## Kutipan Halaman
+++
Sebelum Orde Baru tumbang tahun 1998, nama Arifin Panigoro hanya dikenal kalangan terbatas sebagai pengusaha di bidang perminyakan. Lingkaran pergaulannya lebih banyak dengan Pertamina dan pengusaha perminyakan internasional. Namun, ketika reformasi tengah “hamil tua” yang ditandai dengan maraknya aksi demonstrasi mahasiswa, kesadaran politik Arifin bangkit. Ia telah menjadi simbol kebangkitan politik pengusaha. Tidak hanya itu, ia turut serta secara aktif membantu pergerakan mahasiswa, termasuk menyiapkan nasi bungkus untuk dikirim kepada mahasiswa yang tengah menggelar aksi di Gedung DPR Senayan, Jakarta.
Alumni Elektro Institut Teknologi Bandung (ITB) tahun 1973 ini memulai usahanya tidak langsung menjadi bos di Meta Epsi Drilling Company (Medco). Sebelum tahun 1980-an, awalnya ia cuma sebagai kontraktor instalasi listrik door to door. Selanjutnya memulai proyek pemasangan pipa secara kecil-kecilan. Begitu ada proyek yang berdiameter besar, hal itu bukan porsi pengusaha lokal, melainkan pengusaha asing. Jadi, setiap Pertamina melakukan tender untuk pemasangan pipa besar, maka perusahaan asing yang menang karena untuk pipaline butuh peralatan berat. Peralatan itu umumnya hanya dimiliki oleh perusahaan asing.
Kondisi itu membuatnya berpikir, sebaiknya pengusaha lokal pun diberi kesempatan atau dibantu untuk bisa menangani pemasangan pipa besar dan tidak hanya diberi pekerjaan yang kecil-kecil. Tahun 1981 ia memberanikan diri untuk mulai masuk proyek pipanisasi yang berdiameter besar. Untuk pekerjaan itu, ia bekerja sama dengan perusahaan asing. Deal-nya, bila satu proyek selesai, bagi hasilnya adalah peralatan itu. Mitra setuju, proyek pun selesai. Sejak itu dengan alat tersebut ia mencari proyek ke mana-mana.
Selain menggandeng mitra asing, dukungan dan proteksi dari pemerintah amat diperlukan. Tidak mungkin pengusaha lokal yang baru berdiri dan tidak memiliki pengalaman dapat tiba-tiba bersaing dengan perusahaan asing yang berpengalaman di bidang perminyakan selama puluhan tahun. Menggandeng mitra luar dan dukungan pemerintah itu merupakan cara pengusaha lokal bisa membuka pintu ke bidang bisnis yang lebih luas. Dengan begitu, persaingan dengan perusahaan asing bisa dilakukan.
+++
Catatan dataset
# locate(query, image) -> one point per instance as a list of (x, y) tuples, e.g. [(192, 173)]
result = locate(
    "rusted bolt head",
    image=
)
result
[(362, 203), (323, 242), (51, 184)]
+++
## Instruksi Tugas
Lanjutkan kutipan tentang perjalanan usaha Arifin Panigoro mulai dari kalimat terakhirnya. Data tersebut tidak diperlukan.

## Jawaban
Semuanya dimulai dari tahapan membiasakan pengusaha lokal mengerjakan proyek besar. Contoh yang dialaminya dengan bendera usaha Medco tejadi pada tahun 1979-1980 ketika terjadi oil boom, Sekretariat Negara mengambil inisiatif untuk membangun kilang minyak karena ada tambahan anggaran. Pada saat itu, pemerintah berkeinginan untuk menyelipkan unsur pembinaan bagi pengusaha lokal, termasuk Medco. Saat itu, dalam pembangunan Kilang Cilacap, Medco dikawinkan dengan satu perusahaan asal Amerika Serikat. Akhirnya, Medco yang tidak tahu apa-apa tentang pemasangan pipa, menjadi mengerti.
Demikian juga saat memulai usaha pengeboran minyak tahun 1981, juga tak lepas dari bantuan pemerintah. Menurut Arifin, tahun itulah titik awal Medco menjadi besar. Pada waktu itu, ia memiliki kedekatan dengan Dirjen Migas Wiharso yang menginginkan ada pengusaha lokal dalam proyek jasa pengeboran. Kebetulan ada penyertaan modal pemerintah ke Pertamina, yang mau melakukan pengeboran gas di Sumatera Selatan.
Pemerintah mendorongnya untuk ikut tender, meskipun tidak punya peralatan ngebor. Pemerintah memanggil perusahaan asing yang berpeluang menang diminta untuk menyewakan alat, atau memakai orang-orang Medco sebagai mitra. Tujuan pemerintah waktu itu adalah untuk membesarkan pengusaha lokal. Namun, tanggapan dari perusahaan asing itu membuat Pak Wiharso tersingung dan batal. Lalu Pak Wiharso memintanya menggarap proyek itu sendirian. Arifin sama sekali tidak percaya dengan keputusan itu karena ia tidak memiliki pengalaman melakukan pengeboran.
Hasilnya, ia kelabakan karena proyek yang ditenderkan tahun 1979 sudah harus mulai dikerjakan pada tahun 1980. Dengan perasaan yakin, ia pun terima tantangan itu. Tahap awal ia instruksikan staf yang memiliki kemampuan bahasa Inggris untuk menjajaki pusat penjualan peralatan pengeboran di AS. Baru setelah ada kepastian dan diketahui harganya, ia terbang dari Jakarta ke Houston, AS. Perjalanan itu merupakan pengalaman pertamanya ke AS. Bermodal "bahasa Inggris Tarzan" dan uang 300.000 dollar AS, ia melakukan deal dengan pemilik barang. Hasilnya, deal berlangsung buruk.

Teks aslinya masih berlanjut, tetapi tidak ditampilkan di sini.